[Selected text]
--- START ---
I hear them often, sad stories. Dogs that cower, shake, hide, run or attack, because they’re afraid. Owners who are not sure what to do, believe they’ve tried everything, wonder if there’s any hope for their fearful dog. I share what I can about the concepts of triggers, thresholds, counter conditioning and desensitization, and how emotional responses cause behavioral responses, and if handlers address the emotion they’ll see changes in the behavior. An owner’s willingness to be patient may offer a dog the best odds for improvement.

Sometimes I can see the changes in person, often I hear about them. I received this email recently and I’m sharing it not to blow my own horn, but ok, what the heck ‘toot!’, but because it’s a tale of hope, commitment and the chain of love and compassion that dogs help us create, though they will never know it. Olive connected the lives of people living across the globe, giving each of us the opportunity to do something that moves and motivates us- helping dogs have better lives.

I am sharing this with the permission of the author Linda Green who was working with the group AWARE in Sumpango, Guatemala.

“We couldn’t have done it without your kind help and invaluable information on shy dogs. The foster person who received this puppy was planning to euthanize her……it was your help that convinced her to hold off and try a little harder to find a solution. So THANK YOU! We can’t save them all, but I am so happy for every one we do.
--- END ---
[Input data]
--- START ---
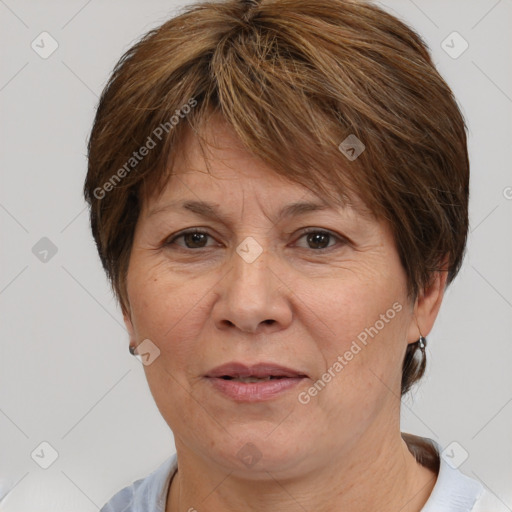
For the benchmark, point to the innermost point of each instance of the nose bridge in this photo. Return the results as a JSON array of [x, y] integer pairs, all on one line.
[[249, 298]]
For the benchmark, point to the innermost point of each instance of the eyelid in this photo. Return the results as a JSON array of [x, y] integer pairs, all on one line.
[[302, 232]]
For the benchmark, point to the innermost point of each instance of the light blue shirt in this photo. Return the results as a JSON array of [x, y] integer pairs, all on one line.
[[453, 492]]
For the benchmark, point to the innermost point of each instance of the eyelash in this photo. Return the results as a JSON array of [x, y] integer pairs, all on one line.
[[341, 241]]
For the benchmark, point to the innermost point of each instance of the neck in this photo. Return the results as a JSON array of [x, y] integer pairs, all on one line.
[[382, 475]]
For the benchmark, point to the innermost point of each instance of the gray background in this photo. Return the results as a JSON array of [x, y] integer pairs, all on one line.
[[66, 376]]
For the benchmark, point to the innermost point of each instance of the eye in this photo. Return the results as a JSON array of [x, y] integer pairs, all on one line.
--- END ---
[Work to complete]
1: Could you retype everything in the post about fearful dogs from "Sometimes I can" down to "in Sumpango, Guatemala."?
2: How would you rewrite the paragraph of the post about fearful dogs that begins "I hear them often, sad stories" as a shorter version that keeps its main facts?
3: Would you proceed with the post about fearful dogs, picking up after its final sentence?
The material has nothing to do with the post about fearful dogs.

[Set of answers]
1:
Sometimes I can see the changes in person, often I hear about them. I received this email recently and I’m sharing it not to blow my own horn, but ok, what the heck ‘toot!’, but because it’s a tale of hope, commitment and the chain of love and compassion that dogs help us create, though they will never know it. Olive connected the lives of people living across the globe, giving each of us the opportunity to do something that moves and motivates us- helping dogs have better lives.

I am sharing this with the permission of the author Linda Green who was working with the group AWARE in Sumpango, Guatemala.

2: The author often hears sad stories of dogs that cower, shake, hide, run or attack out of fear, and of owners who feel they've tried everything and wonder if there's hope. The author explains triggers, thresholds, counter conditioning and desensitization, and how emotional responses drive behavior, so addressing the emotion changes the behavior. An owner's patience may give a dog the best odds of improving.

3:
I just thought you might like to know that this very shy, fearful dog (Dee) that I wrote you about has finally found a wonderful home. She has been living with a trainer in San Francisco since shortly after your very helpful reply to my desperate plea for help. The trainer apparently took Dee on, pro bono. She is still shy, and probably always will be, but is fine with her family and the family’s dog. They love her and understand her and don’t press her for more than she can give. She is still young, and the family reports that she is slowly becoming more confident, and now enjoys her walks and playing in the yard. Thank you so much for your help, insight, and the resources you have provided in your book. It has helped me greatly in working with our shy dogs from the shelter here in Guatemala.

Here’s a note from Dees’s new owner:
‘Dee’s new name is now Olive. She has made such improvement, I can’t tell you. She will always be shy but she is actually a wonderful pet because she is good with cats and dogs and really only wants to dote on her family. She shows no fear aggression and walks great on leash, greeting people along the way. When people come in the house she is appropriate with them and doesn’t run away.’

Thanks so much again for your help-you kept us from giving up on her. We couldn’t have asked for a happier ending to this story.”